*** Opening of LISTED RECORDS ***

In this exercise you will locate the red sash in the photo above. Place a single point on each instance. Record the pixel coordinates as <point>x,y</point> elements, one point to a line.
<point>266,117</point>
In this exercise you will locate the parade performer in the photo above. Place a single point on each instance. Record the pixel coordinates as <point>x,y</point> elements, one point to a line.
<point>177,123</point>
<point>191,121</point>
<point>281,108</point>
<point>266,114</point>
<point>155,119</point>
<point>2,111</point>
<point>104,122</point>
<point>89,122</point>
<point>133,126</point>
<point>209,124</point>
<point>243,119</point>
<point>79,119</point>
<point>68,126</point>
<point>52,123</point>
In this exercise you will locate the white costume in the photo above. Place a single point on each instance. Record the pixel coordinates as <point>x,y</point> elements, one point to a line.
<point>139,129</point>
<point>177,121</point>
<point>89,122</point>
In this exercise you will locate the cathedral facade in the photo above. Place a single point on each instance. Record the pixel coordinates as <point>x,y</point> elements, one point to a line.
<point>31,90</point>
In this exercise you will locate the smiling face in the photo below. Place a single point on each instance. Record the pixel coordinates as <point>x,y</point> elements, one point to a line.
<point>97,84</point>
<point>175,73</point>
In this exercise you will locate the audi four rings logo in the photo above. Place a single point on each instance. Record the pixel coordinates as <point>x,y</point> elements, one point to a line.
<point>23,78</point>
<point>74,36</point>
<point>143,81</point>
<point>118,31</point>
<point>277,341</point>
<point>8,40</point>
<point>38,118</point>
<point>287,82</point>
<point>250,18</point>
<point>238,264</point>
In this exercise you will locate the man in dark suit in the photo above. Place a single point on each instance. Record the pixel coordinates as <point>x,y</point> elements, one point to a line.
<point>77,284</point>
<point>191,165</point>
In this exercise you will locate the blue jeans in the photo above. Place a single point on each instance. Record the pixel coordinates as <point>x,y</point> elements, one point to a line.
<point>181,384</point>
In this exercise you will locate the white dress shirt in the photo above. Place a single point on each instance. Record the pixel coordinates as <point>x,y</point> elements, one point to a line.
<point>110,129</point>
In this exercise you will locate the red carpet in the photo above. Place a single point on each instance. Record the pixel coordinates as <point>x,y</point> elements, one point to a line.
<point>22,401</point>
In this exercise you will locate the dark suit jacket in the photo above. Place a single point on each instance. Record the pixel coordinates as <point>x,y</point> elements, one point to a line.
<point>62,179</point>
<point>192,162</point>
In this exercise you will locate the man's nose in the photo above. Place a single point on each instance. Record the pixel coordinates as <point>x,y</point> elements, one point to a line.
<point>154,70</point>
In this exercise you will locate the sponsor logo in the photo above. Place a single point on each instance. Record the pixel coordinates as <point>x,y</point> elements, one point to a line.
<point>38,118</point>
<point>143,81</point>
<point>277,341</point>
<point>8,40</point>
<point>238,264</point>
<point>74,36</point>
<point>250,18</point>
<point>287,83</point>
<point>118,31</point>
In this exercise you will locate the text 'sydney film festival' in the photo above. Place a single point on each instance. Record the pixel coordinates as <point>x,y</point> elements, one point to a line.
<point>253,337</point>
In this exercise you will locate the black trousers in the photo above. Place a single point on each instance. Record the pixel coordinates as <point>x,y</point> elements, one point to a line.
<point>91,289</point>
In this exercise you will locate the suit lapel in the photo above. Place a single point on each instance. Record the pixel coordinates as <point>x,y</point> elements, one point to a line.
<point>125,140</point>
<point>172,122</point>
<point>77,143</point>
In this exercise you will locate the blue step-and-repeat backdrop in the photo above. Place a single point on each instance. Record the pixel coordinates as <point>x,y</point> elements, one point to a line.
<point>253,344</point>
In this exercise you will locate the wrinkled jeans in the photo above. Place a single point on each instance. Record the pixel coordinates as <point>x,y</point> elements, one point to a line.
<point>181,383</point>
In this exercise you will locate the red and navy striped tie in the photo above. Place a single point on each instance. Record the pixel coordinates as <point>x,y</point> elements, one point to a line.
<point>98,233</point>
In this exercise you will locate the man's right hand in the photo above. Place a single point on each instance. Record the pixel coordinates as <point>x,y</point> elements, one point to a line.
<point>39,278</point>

*** Close of LISTED RECORDS ***

WHAT YOU NEED TO DO: Set down exactly the lines of the material above from the one with "In this exercise you will locate the wrinkled" through the end. Include both ends and nothing else.

RESPONSE AREA:
In this exercise you will locate the wrinkled jeans in the photo above. Place a single point on each instance. Record the pixel coordinates as <point>x,y</point> elements, one point to a line.
<point>181,383</point>
In this exercise you will locate the red and navy striped tie in the photo above. Place a single point on each instance. Record the pixel coordinates as <point>x,y</point> elements, one point to a line.
<point>98,233</point>
In this exercise you will locate the man's right hand in the photo above. Place a single point on each instance. Record the pixel coordinates as <point>x,y</point> elements, one point to a line.
<point>39,278</point>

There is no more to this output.